• **Selected passage**:

There is one simple reason times have changed since we were children. Special education and English language learners. When were in school, the services provided to Spec Ed and ELL students were nothing like what they are today.

Districts must now pay for a bevy of lawyers to defend themselves against lawsuits, they have to pay for highly specialized special education teachers, speech therapists, occupational therapists, paraeducators, special education coordinators, IEP directors, ELL teachers, etc. In some areas, districts spend half their yearly budget on these things. When you look at per pupil spending in a district, it will usually appear to increase year after year. However, what you're seeing it an average of per pupil spending that includes every student, including those in self contained classrooms of eight students, two teachers, and three paraeducators. So while it appears that school funding may increase in a given area, the actual resources available to general education teachers are small.

For example, a district near me has one of the highest per pupil spending rates in the country. But it had to spend nearly $20 million just on special education HEARINGS last school year. This just includes IEP meetings, appeals, and grievances. This does not include the actual classroom implementation of IEPs.

• **Action item**: Reproduce the school spending passage word for word, starting with "There is one" and going on through "they are today.". Draw only on the school spending passage.

• **Entries supplied**:
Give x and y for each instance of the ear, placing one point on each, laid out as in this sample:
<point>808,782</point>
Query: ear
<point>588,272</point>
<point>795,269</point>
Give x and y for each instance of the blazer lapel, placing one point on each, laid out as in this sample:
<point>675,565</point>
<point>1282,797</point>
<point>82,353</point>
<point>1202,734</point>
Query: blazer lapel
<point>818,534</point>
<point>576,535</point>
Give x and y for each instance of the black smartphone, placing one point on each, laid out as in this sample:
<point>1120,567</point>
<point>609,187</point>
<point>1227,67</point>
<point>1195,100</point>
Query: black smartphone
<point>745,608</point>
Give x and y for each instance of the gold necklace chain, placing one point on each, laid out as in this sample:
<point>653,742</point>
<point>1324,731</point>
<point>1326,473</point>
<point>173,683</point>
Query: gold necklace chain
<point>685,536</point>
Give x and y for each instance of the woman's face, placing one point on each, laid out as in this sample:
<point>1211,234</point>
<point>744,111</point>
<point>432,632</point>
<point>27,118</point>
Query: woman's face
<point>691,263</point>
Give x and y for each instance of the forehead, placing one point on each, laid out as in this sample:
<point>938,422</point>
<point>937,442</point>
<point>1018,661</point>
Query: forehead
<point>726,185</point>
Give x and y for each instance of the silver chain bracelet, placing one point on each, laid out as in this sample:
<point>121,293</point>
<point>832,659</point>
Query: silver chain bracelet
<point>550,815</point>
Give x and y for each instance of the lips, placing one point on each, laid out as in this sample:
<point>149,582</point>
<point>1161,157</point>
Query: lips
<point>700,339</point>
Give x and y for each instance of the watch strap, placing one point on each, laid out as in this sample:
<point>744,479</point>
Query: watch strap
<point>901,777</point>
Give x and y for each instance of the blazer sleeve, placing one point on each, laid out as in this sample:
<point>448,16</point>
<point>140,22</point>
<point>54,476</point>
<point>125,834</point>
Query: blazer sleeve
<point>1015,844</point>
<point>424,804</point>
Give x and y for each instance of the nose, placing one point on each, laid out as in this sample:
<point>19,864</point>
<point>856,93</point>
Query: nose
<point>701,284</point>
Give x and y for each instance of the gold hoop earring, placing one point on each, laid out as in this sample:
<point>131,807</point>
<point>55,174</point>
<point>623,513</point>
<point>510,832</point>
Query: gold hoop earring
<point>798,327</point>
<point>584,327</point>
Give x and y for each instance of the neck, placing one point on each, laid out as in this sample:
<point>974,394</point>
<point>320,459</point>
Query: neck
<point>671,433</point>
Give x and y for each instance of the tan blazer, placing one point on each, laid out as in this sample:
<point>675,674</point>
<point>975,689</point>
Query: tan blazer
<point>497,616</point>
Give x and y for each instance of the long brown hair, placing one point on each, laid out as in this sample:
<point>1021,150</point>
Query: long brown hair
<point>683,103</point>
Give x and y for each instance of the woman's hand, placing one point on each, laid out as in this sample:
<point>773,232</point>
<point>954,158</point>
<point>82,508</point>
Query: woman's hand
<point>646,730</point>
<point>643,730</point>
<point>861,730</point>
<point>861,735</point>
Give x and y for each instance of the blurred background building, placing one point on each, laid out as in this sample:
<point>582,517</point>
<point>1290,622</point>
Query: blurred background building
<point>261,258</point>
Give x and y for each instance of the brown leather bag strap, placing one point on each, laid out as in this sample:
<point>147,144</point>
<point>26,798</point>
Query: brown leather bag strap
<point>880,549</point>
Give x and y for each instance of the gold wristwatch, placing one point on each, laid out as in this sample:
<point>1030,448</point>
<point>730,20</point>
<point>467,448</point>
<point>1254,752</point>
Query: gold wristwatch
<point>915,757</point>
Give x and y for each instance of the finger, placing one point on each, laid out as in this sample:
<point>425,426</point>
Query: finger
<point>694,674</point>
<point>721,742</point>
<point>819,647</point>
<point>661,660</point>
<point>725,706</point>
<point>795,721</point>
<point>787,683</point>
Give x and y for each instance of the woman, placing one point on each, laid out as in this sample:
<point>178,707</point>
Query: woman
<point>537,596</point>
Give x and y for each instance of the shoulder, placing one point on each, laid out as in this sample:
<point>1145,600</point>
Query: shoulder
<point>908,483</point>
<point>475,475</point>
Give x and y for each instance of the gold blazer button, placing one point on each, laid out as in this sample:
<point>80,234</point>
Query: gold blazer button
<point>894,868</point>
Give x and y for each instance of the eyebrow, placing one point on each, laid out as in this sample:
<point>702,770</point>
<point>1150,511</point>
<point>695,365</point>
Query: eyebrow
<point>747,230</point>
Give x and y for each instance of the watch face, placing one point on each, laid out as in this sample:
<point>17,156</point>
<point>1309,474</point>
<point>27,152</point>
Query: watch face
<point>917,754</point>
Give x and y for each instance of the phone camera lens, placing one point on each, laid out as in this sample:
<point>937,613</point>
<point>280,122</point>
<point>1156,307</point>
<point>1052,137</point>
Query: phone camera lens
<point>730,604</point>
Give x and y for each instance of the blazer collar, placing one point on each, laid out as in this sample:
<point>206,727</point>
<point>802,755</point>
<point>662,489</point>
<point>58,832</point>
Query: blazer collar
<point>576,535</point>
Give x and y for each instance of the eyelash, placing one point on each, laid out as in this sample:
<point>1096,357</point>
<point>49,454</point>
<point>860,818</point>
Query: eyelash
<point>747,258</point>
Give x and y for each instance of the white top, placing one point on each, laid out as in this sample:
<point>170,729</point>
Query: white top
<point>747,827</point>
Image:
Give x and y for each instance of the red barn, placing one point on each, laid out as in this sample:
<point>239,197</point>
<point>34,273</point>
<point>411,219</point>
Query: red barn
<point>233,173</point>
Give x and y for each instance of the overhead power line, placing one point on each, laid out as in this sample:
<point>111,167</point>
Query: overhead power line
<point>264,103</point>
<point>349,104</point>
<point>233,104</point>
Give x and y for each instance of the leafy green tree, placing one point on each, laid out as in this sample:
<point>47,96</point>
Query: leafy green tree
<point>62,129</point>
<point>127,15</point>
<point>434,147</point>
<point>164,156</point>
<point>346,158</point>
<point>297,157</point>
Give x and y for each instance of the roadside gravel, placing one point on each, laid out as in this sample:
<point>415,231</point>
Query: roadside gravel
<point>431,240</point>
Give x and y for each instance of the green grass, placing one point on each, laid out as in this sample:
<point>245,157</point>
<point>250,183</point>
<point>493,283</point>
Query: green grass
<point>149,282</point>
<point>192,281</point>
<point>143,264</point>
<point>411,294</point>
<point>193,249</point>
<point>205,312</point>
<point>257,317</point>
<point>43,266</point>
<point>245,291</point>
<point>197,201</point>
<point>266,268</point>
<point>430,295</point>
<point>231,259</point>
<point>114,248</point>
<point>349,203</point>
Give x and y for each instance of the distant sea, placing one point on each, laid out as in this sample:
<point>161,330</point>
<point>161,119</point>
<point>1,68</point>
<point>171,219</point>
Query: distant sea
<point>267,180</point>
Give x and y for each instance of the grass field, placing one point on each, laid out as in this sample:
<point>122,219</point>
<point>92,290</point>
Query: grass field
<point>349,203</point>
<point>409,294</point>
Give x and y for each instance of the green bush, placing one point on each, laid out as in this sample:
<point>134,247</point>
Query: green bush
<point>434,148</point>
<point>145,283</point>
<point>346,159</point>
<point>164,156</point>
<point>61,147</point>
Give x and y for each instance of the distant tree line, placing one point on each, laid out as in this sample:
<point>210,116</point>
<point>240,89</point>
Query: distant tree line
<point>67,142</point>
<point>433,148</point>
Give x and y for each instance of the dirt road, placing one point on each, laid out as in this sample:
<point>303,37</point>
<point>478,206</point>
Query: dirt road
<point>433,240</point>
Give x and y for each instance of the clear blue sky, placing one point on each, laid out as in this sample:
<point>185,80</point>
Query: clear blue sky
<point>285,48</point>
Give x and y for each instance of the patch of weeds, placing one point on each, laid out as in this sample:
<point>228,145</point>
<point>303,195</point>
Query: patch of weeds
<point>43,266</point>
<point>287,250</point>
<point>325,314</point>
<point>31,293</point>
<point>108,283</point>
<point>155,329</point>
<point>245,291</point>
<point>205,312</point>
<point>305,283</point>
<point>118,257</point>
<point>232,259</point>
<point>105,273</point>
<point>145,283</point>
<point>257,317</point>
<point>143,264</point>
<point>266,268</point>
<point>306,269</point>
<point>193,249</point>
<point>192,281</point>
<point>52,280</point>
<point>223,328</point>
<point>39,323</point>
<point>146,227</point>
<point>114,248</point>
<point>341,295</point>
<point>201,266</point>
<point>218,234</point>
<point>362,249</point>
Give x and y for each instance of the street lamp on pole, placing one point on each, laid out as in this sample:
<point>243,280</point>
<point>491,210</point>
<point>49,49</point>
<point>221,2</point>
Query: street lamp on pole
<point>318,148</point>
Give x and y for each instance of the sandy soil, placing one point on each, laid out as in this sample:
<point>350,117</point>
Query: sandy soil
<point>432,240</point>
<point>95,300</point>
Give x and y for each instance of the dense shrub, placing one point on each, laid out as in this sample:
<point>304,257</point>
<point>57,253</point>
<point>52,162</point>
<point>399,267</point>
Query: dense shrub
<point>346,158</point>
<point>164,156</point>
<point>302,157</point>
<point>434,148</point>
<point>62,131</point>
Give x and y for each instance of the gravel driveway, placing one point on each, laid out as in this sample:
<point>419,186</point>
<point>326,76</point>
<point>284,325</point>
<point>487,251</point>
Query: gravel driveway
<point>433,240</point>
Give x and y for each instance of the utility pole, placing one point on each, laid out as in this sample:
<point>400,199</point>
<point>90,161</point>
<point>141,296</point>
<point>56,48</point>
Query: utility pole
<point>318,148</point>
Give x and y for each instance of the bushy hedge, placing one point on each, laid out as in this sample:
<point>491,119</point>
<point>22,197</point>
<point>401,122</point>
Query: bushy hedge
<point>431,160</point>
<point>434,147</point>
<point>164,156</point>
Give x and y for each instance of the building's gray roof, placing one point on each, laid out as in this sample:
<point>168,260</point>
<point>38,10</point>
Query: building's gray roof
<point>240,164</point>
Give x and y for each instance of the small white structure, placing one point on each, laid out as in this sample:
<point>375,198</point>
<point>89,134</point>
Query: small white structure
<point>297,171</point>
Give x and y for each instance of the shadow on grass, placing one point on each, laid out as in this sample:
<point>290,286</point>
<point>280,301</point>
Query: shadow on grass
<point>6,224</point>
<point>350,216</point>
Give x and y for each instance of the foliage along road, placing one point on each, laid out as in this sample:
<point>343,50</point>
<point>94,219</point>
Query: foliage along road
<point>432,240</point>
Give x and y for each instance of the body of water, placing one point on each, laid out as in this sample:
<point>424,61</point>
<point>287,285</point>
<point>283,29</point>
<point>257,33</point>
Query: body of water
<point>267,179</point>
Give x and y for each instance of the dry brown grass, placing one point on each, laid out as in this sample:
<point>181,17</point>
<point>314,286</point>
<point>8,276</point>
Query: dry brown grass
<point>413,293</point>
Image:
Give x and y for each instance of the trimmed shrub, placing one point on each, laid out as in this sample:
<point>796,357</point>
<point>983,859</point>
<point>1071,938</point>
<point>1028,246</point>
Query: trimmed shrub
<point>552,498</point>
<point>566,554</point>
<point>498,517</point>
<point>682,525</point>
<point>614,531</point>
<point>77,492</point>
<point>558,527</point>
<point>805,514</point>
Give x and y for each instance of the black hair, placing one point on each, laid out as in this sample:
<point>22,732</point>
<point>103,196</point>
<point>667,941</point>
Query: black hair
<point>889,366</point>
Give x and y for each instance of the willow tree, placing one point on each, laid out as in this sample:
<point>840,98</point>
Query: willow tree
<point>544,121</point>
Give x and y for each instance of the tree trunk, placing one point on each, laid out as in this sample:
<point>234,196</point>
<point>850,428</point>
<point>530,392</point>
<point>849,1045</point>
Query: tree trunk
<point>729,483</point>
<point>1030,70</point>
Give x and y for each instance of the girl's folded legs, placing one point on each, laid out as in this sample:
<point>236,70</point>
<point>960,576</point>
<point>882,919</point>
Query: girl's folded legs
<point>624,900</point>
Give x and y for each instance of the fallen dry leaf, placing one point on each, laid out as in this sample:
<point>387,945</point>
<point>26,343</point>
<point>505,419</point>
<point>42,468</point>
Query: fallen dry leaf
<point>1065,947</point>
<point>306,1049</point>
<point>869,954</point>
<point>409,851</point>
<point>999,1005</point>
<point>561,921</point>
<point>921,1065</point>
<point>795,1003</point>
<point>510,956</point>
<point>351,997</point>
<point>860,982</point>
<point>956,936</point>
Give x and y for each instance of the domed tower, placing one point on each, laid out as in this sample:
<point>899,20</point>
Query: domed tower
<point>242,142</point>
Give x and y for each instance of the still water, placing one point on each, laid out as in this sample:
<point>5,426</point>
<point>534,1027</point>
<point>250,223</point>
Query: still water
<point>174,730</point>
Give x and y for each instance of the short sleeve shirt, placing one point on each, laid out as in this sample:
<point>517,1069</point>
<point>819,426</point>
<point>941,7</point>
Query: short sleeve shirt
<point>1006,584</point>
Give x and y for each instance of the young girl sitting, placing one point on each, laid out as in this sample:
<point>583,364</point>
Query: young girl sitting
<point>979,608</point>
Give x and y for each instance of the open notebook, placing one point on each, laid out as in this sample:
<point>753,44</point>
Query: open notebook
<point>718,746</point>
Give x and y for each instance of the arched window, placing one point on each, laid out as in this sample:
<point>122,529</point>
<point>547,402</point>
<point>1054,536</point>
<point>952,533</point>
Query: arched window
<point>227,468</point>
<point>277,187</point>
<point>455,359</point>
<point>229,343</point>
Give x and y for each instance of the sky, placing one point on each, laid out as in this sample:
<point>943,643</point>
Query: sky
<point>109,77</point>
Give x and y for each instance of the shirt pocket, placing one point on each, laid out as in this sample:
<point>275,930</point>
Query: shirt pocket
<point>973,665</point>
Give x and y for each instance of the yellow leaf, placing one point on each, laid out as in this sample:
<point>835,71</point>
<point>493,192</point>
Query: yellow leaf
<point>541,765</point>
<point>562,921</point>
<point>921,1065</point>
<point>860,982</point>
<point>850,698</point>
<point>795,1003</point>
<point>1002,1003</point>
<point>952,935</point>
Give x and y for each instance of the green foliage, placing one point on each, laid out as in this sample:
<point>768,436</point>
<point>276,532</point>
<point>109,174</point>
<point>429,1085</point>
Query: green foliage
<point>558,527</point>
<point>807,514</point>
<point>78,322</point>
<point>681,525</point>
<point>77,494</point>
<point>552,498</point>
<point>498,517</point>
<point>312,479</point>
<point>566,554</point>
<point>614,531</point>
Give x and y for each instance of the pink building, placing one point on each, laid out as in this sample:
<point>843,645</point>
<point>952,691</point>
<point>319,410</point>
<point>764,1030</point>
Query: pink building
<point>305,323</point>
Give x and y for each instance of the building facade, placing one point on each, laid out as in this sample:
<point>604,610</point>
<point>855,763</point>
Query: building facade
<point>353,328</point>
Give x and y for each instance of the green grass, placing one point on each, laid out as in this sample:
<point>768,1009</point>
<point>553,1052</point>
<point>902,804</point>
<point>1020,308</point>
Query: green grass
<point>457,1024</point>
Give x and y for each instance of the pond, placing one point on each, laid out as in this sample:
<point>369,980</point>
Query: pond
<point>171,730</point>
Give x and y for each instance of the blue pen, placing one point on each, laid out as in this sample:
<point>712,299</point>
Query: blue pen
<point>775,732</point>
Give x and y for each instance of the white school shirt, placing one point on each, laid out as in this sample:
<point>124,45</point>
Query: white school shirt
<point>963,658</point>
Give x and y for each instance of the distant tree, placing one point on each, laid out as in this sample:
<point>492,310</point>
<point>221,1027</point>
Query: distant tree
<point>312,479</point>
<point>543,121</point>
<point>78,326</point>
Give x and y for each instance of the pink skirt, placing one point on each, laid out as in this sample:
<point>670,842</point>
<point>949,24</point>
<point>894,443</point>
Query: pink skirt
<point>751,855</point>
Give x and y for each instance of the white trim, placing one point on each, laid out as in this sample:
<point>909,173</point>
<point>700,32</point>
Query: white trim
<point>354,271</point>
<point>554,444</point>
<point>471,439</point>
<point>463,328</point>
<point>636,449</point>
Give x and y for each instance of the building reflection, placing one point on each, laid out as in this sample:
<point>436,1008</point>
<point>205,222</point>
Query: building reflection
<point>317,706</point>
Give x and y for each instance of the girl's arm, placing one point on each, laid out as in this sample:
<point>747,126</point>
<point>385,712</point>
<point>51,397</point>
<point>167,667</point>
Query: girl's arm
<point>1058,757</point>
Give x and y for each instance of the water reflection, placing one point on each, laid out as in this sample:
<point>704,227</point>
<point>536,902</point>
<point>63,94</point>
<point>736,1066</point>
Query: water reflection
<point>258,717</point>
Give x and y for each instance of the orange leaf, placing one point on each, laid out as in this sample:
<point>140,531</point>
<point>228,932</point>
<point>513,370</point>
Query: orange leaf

• **Answer to the exercise**:
There is one simple reason times have changed since we were children. Special education and English language learners. When were in school, the services provided to Spec Ed and ELL students were nothing like what they are today.